> **WHAT YOU ARE ASKED TO DO**:
Every line from the line containing "Phrase: savanna ground" through the final line of the data is to be printed exactly; no other line is to appear.

═══ MATERIAL SUPPLIED

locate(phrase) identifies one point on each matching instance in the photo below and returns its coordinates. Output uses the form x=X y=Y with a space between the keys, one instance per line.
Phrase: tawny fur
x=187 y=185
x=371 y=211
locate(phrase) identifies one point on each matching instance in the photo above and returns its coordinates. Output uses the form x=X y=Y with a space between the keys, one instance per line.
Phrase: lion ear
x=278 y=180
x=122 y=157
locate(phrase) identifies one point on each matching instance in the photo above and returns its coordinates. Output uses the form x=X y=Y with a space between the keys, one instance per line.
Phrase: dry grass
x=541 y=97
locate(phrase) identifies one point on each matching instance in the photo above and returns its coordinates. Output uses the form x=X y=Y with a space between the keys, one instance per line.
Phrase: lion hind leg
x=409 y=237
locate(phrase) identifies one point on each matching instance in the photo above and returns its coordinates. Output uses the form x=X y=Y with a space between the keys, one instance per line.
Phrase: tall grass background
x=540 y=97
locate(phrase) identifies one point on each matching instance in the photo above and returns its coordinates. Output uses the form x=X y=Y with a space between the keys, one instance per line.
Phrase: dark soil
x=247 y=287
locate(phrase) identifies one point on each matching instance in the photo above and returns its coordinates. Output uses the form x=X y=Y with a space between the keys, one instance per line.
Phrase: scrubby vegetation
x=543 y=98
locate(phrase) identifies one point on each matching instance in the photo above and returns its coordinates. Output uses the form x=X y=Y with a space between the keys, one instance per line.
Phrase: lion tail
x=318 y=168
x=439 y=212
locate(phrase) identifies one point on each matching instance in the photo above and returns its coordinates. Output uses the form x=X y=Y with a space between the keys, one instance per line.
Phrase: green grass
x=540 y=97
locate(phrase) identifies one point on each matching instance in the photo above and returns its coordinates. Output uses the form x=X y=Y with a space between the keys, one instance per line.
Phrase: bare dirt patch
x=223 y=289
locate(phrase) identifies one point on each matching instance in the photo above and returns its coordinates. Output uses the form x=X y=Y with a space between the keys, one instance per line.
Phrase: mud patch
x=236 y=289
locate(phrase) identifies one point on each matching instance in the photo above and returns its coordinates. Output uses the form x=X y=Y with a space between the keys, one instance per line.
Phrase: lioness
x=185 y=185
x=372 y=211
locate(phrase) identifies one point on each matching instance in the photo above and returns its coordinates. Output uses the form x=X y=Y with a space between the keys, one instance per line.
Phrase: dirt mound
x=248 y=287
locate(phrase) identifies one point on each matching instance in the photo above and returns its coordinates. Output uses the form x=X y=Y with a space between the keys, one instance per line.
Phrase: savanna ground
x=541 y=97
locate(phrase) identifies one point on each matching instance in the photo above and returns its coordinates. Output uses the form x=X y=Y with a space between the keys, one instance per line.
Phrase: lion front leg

══════

> **SOLVED PROBLEM**:
Phrase: savanna ground
x=541 y=97
locate(phrase) identifies one point on each matching instance in the photo above and returns its coordinates. Output uses the form x=X y=Y with a space between the keys, one instance per line.
Phrase: lion front leg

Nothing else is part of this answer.